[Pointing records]
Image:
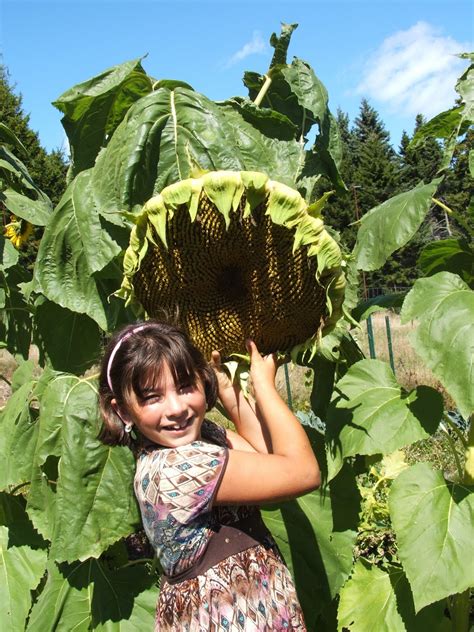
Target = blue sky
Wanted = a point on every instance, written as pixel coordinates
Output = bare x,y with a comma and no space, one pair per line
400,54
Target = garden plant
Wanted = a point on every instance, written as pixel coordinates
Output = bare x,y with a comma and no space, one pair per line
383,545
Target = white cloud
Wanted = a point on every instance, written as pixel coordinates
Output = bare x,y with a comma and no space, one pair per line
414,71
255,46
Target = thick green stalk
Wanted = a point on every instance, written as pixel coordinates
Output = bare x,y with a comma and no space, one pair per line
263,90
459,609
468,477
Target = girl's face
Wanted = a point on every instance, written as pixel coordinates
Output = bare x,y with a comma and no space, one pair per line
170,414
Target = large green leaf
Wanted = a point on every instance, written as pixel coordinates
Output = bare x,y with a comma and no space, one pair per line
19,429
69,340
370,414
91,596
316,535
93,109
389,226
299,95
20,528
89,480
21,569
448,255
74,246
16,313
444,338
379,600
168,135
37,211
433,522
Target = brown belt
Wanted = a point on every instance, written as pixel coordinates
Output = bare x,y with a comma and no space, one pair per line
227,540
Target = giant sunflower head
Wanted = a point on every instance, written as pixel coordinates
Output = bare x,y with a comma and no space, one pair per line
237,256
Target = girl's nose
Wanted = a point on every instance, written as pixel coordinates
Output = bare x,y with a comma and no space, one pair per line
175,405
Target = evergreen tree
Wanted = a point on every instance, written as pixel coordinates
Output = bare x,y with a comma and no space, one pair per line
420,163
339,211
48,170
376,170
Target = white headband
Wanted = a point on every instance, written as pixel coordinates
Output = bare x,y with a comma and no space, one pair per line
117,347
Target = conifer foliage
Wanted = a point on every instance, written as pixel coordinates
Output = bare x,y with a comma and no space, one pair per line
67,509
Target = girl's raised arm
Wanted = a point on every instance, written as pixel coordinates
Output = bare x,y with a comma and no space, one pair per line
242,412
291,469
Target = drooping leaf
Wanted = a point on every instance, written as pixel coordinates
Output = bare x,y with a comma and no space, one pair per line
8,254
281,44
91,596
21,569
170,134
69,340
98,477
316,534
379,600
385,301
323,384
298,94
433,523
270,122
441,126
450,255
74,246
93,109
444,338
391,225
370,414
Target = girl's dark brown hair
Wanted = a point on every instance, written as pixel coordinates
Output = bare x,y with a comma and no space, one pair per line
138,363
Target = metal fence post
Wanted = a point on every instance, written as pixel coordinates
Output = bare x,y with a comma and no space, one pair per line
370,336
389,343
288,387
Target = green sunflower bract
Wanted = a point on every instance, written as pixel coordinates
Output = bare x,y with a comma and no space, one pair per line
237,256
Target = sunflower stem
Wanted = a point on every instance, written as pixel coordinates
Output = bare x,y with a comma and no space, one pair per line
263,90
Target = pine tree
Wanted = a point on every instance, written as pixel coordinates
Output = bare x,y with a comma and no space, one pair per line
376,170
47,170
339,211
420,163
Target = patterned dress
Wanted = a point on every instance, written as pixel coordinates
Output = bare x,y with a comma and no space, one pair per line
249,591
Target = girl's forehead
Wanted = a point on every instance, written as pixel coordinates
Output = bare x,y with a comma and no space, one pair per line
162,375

▶ _Instructions to follow_:
Print exactly the lines above, starting at the line that contains "Target = white headband" and ending with the last line of the records, both included.

▶ _Written answer_:
Target = white headband
Wanted = a point on every instance, written as pixel coordinates
Output = bare x,y with a comma and no space, one pair per line
117,347
Target = conifer foliage
Wanted = a point on every instance, written as pixel coordinates
Output = bare x,y with a comma and no space, one pair per line
67,509
Target = girl's raised arm
Wanted = a point on every instance, written as pixel coordinates
Output = bare x,y with a comma and no space, one pair per line
242,412
291,469
Target = drooping leaf
Wanted = a point on every instance, written as pixel coordinates
Output = bare x,y with a comma and no space, one pair per line
8,254
281,44
91,596
21,569
170,134
69,340
98,477
316,534
379,600
385,301
323,384
298,94
433,523
270,122
441,126
450,255
74,246
93,109
444,338
391,225
370,414
Target = girl's dark brown hair
Wanted = a point on every instance, written as pixel coordinates
Output = bare x,y with a comma and no space, one pair per line
138,363
Target = metal fence post
Wanted = a point on every instance, written as pixel coordinates
Output = bare x,y with a comma and no space, one pair per line
370,336
389,343
288,387
Target = green sunflower bract
Wanted = a point on every instance, written as pixel coordinates
Output = bare x,y with a comma and no space, one pair per line
237,256
Target = sunflower stem
Wanted = a point on every instance, written as pixel coordinates
Output = bare x,y with a comma and no space, one pair per line
263,90
Target = pine tree
Wanted = a point on every instance, written as pixel coordinates
Output = bare x,y with a comma and no space, one pair per line
376,170
47,170
339,211
420,163
Target = patterned dress
Wanted = a point on every instance, written as pixel coordinates
Output = bare x,y with a comma and no space, one pair per line
249,591
Target = girl's forehead
Wanted = a point on every instance, written as pixel coordinates
Output = bare x,y with a comma and no space, one pair per line
162,375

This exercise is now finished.